* _Questions to answer_
a) Answer each question about the hotel review passage:
(i) Which four hotel rating categories does the first research question list?
(ii) From which platform were the reviews collected?
(iii) What level of precision and recall counts as acceptable performance for the classification model?
b) Resume the hotel review passage, continuing after its last sentence.

* _Excerpted passage_

RQ1) Is it possible to identify the main topics influencing positive and negative sentiment for four hotel rating categories (from 7-8, 8.1-9, 9.1-9.4, 9.5- 10) in the two years observed?
RQ2) Is there a difference in the topics of positive and negative reviews in 2019 and 2021? (Did the pandemic COVID -19 change the topics related to hotel service quality?),
RQ3) Is it possible to build a ML model to classify polar sentiment with acceptable performance (> =70% of precision and recall for each positive and negative class of ratings)?
After the introduction, the Related Work section reviews research in the field of hotel review processing and identifies areas related to this research and the innovations presented in this paper. The Methodology section describes the methodology used to collect reviews on the Booking.com platform, the data sample, and the reason for choosing this platform. It also describes the software tool that was used to create text analysis processes and ML models for 4 different categories of reviews. This is followed by the results and discussion describing the results of the text mining analysis for the reviews, which are divided into four categories by ratings for 2019 and 2021, before and after the COVID years. A ML model for classifying reviews as positive or negative in a sample of all reviews and for each of the above 4 categories is described, along with the performance of the classifier. In the conclusion, answers to the research questions are provided, limitations of this research are described, and directions for further research are given.

Stored data:
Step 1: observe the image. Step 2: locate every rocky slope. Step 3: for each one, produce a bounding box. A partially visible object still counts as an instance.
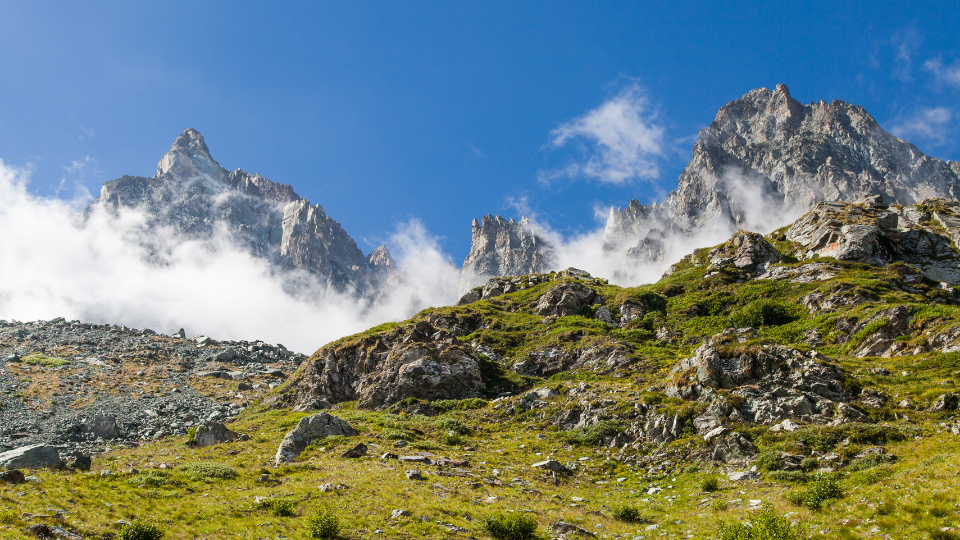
[0,319,305,453]
[464,84,960,286]
[85,129,393,291]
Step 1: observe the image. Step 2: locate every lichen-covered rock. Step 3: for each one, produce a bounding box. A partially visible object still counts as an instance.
[274,413,360,465]
[271,314,486,411]
[193,422,238,448]
[707,230,783,274]
[533,282,597,317]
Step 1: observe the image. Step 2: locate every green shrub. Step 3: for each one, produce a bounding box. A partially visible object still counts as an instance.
[307,510,340,540]
[117,520,163,540]
[786,474,843,510]
[767,471,810,483]
[700,475,720,493]
[847,454,897,472]
[177,463,238,482]
[612,505,648,523]
[757,450,783,472]
[20,353,70,367]
[730,299,800,328]
[430,398,489,412]
[260,499,297,517]
[480,512,537,540]
[560,420,623,446]
[717,507,806,540]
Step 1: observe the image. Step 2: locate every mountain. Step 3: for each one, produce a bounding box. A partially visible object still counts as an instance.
[85,129,395,292]
[463,84,960,286]
[458,215,555,295]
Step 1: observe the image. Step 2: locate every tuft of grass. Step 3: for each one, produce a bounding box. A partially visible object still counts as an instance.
[307,510,340,540]
[20,353,70,367]
[260,499,297,517]
[177,463,239,482]
[612,505,647,523]
[117,520,163,540]
[717,507,806,540]
[786,474,843,510]
[480,512,537,540]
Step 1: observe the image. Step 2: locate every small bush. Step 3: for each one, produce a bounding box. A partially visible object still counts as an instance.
[307,510,340,540]
[757,450,783,472]
[767,471,810,483]
[480,512,537,540]
[730,300,799,328]
[260,499,297,517]
[717,507,806,540]
[20,353,70,367]
[612,505,648,523]
[117,520,163,540]
[177,463,238,482]
[787,474,843,510]
[700,475,720,493]
[430,398,489,412]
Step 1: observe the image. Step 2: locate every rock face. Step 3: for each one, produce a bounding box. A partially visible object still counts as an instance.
[0,444,63,469]
[461,84,960,282]
[274,413,360,465]
[276,315,485,410]
[85,129,392,290]
[458,215,555,295]
[666,333,849,428]
[785,197,960,284]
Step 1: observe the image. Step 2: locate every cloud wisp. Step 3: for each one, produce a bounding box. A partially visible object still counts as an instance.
[538,83,665,185]
[0,162,457,353]
[890,107,954,145]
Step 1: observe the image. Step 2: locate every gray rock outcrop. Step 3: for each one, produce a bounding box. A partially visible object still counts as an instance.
[84,129,393,290]
[458,215,556,296]
[274,413,360,465]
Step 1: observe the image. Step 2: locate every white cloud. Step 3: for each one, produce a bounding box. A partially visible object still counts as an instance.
[890,107,953,144]
[923,57,960,88]
[0,161,457,353]
[538,84,665,185]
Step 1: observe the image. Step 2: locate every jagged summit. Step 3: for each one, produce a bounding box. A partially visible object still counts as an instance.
[85,128,382,291]
[464,84,960,283]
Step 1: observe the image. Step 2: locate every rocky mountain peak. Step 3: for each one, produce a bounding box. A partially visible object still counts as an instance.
[459,215,555,295]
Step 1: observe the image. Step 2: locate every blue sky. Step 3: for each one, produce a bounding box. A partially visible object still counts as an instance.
[0,0,960,264]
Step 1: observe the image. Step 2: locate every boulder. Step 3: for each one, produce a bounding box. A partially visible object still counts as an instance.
[0,444,63,469]
[0,469,27,484]
[193,422,238,448]
[85,414,120,439]
[533,283,597,317]
[710,432,759,463]
[274,412,359,465]
[927,394,960,412]
[340,443,367,459]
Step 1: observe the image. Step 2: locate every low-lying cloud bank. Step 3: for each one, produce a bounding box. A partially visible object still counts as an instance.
[0,162,459,353]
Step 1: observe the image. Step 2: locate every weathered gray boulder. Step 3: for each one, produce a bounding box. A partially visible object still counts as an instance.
[274,413,359,465]
[0,444,63,469]
[193,422,238,448]
[85,414,120,439]
[927,394,960,412]
[708,230,783,274]
[533,283,597,317]
[710,431,759,463]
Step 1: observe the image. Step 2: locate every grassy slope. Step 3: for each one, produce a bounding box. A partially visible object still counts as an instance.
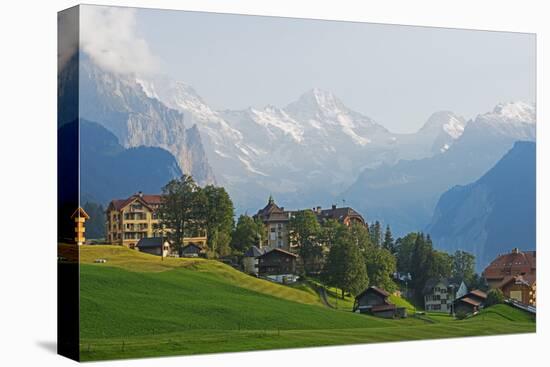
[71,246,535,360]
[75,246,322,305]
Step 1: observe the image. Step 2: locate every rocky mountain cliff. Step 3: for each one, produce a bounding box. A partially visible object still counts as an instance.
[139,77,465,212]
[348,102,536,234]
[426,142,536,270]
[59,54,215,184]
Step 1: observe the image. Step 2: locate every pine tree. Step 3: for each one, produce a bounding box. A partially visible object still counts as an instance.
[369,221,382,246]
[323,228,369,298]
[383,225,395,254]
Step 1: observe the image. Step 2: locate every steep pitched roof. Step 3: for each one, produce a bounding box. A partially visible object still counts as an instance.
[458,297,481,306]
[316,207,365,223]
[109,193,162,211]
[355,286,390,299]
[496,274,537,289]
[71,206,90,219]
[136,237,166,248]
[483,248,537,280]
[259,248,298,257]
[371,303,397,312]
[255,196,290,221]
[466,289,487,299]
[244,246,264,257]
[422,278,449,294]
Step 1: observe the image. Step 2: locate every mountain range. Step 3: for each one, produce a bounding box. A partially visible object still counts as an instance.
[342,102,535,235]
[58,53,215,184]
[426,142,536,270]
[75,119,182,206]
[139,78,474,216]
[60,54,535,252]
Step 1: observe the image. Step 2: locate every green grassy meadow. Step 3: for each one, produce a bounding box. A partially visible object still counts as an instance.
[70,246,535,361]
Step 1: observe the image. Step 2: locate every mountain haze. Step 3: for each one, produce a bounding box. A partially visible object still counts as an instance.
[426,142,536,270]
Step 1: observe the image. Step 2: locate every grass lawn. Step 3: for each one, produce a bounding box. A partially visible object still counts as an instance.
[70,246,535,360]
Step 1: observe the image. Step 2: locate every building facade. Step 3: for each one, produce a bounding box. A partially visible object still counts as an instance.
[353,286,407,318]
[71,207,90,246]
[106,192,207,249]
[254,196,365,251]
[423,278,465,313]
[482,248,537,306]
[136,237,173,257]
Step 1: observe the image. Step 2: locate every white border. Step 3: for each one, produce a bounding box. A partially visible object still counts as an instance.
[0,0,550,367]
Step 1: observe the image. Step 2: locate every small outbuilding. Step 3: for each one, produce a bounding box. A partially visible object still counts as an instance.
[454,289,487,315]
[136,237,172,257]
[242,246,264,276]
[179,243,205,257]
[258,248,298,283]
[353,286,407,318]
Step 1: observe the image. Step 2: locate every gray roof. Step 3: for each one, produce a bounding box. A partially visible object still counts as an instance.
[244,246,264,257]
[136,237,165,248]
[422,278,449,294]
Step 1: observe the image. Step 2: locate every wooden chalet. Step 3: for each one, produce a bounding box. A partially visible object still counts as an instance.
[482,248,537,306]
[353,286,407,318]
[258,248,298,276]
[453,289,487,314]
[136,237,172,257]
[179,243,206,257]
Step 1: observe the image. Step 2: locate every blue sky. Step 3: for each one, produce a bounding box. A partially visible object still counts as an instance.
[83,5,536,132]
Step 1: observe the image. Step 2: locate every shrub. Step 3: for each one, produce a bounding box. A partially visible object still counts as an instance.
[455,311,468,320]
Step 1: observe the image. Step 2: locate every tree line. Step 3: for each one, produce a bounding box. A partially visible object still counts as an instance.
[159,175,485,304]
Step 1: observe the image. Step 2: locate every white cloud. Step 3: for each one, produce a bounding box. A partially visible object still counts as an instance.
[57,6,78,70]
[80,5,159,74]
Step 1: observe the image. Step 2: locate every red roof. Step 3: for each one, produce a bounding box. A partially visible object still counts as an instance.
[459,297,481,306]
[468,289,487,299]
[483,248,537,280]
[496,274,537,289]
[109,194,162,211]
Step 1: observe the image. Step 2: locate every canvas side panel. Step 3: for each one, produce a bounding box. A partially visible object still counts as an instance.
[57,6,80,360]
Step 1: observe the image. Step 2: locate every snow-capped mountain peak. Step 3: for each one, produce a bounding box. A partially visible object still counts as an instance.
[492,101,536,124]
[420,111,466,140]
[249,106,304,143]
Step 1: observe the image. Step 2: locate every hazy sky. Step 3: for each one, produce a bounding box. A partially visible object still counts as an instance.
[96,5,536,132]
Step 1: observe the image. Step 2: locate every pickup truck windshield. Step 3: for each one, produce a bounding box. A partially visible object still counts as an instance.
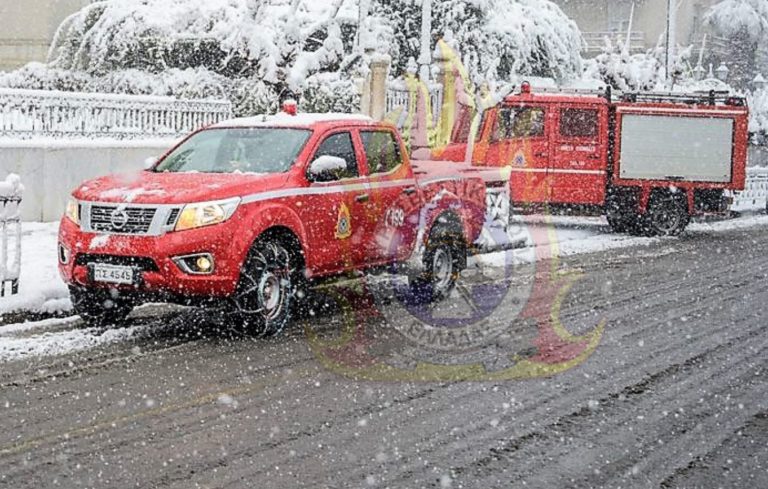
[155,128,311,173]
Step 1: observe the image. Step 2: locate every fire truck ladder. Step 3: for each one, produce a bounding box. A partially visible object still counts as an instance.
[510,86,747,107]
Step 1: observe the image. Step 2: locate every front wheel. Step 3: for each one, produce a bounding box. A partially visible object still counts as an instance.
[645,194,691,236]
[69,286,134,327]
[233,240,295,336]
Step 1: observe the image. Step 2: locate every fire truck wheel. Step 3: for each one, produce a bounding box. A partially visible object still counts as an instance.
[69,287,134,328]
[232,238,295,337]
[605,212,629,234]
[411,223,467,303]
[644,193,690,236]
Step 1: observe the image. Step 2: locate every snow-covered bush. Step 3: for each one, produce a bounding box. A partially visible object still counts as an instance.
[749,89,768,138]
[0,0,583,115]
[299,73,360,112]
[705,0,768,88]
[373,0,584,81]
[584,38,693,91]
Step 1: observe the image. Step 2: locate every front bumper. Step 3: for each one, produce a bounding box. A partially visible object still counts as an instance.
[59,218,247,299]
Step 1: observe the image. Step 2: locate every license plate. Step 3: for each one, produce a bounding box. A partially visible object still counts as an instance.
[93,264,134,285]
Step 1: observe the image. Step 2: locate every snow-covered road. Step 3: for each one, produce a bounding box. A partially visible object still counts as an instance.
[0,215,768,362]
[6,215,768,319]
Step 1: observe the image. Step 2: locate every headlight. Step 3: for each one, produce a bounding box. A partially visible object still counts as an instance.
[65,197,80,225]
[175,199,240,231]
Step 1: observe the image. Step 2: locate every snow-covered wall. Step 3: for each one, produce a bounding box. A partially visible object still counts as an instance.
[0,139,175,222]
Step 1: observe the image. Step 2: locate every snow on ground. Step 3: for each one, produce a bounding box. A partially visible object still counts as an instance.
[0,215,768,363]
[0,318,149,363]
[0,223,72,316]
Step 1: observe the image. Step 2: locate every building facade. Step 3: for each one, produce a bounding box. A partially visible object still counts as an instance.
[0,0,91,71]
[554,0,719,55]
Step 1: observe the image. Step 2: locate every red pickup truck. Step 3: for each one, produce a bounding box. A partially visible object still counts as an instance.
[59,113,486,334]
[440,83,749,236]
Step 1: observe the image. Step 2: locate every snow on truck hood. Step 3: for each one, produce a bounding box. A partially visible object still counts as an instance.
[73,171,287,205]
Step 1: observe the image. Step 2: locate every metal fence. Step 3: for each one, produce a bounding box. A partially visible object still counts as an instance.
[387,80,443,128]
[0,89,232,139]
[0,195,21,297]
[731,167,768,211]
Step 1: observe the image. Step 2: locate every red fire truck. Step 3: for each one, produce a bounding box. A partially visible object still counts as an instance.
[59,110,486,334]
[439,83,748,235]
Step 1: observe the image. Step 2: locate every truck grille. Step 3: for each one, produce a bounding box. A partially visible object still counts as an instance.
[90,205,157,234]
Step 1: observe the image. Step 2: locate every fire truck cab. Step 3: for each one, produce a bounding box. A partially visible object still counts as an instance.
[441,84,748,235]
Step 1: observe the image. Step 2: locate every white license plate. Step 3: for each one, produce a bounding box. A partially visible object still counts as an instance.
[93,265,134,285]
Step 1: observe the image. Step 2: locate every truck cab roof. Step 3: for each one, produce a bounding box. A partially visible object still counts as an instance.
[211,112,380,129]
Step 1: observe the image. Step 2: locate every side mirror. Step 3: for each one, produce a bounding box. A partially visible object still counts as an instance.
[144,156,160,170]
[308,155,347,182]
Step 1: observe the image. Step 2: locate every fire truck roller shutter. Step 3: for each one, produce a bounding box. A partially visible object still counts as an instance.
[619,114,734,183]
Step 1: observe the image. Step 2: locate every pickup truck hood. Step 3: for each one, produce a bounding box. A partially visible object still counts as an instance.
[73,171,288,204]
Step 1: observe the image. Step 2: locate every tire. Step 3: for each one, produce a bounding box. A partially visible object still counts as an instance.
[643,193,691,236]
[605,213,629,234]
[69,287,134,328]
[410,223,467,303]
[232,239,296,337]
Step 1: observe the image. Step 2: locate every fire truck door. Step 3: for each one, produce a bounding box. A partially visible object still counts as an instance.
[488,104,550,203]
[360,128,420,265]
[297,130,370,273]
[548,104,608,205]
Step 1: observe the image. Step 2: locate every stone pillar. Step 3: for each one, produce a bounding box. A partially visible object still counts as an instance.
[368,55,391,121]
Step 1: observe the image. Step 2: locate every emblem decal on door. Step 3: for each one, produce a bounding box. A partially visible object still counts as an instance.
[336,202,352,239]
[512,150,525,168]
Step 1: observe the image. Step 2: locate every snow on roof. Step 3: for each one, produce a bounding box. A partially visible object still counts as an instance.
[211,113,374,128]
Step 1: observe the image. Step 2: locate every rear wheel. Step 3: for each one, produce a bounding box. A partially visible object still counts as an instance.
[232,240,295,336]
[411,223,467,302]
[69,287,134,327]
[644,193,690,236]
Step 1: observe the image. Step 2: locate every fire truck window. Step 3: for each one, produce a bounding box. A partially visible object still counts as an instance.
[475,110,488,143]
[560,109,598,138]
[312,132,360,180]
[360,131,403,175]
[493,107,545,141]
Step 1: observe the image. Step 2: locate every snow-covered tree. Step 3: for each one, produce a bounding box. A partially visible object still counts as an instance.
[374,0,583,81]
[706,0,768,87]
[584,38,693,91]
[0,0,582,114]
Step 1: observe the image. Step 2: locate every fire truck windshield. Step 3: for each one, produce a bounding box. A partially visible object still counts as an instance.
[154,127,311,173]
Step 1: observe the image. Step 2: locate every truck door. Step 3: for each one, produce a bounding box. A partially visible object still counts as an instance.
[486,104,550,203]
[359,129,418,264]
[549,104,608,205]
[298,130,370,273]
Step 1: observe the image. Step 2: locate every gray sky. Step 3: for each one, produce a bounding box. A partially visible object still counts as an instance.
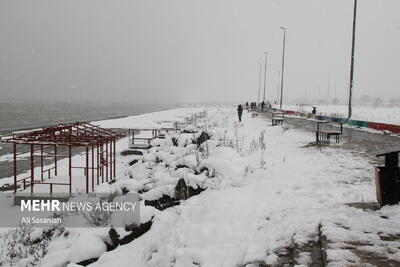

* _Results of the exercise_
a)
(i) 7-8, 8.1-9, 9.1-9.4, and 9.5-10.
(ii) Booking.com.
(iii) At least 70% precision and recall for each of the positive and negative classes of ratings.

b)
The contribution of this research aims at the service quality management in the hotel industry: a better understanding of guests’ experiences and their perception of quality, as well as the possibility of using AI methods to obtain rapid analysis and valuable information about guests’ feedback. In addition, the results of the research show the need for the future creation of a sentiment dictionary specifically for the field of tourism reviews.
2. RELATED WORK
Sentiment analysis provides information for understanding public opinion and analysing various tweets and reviews (Tul et al., 2017). The essence of the whole sentiment analysis is to classify the text and determine the contribution of different words for different classifications (Xu et al., 2019). There are many research papers on sentiment analysis in tourism sector, most of them are from 2018 and newer. Various authors have tried to discover word vector predictors of review polarity, develop a reliable ML model for aspect-based sentiment classification, and provide some new insights into travellers’ opinions and sentiment in the tourism industry.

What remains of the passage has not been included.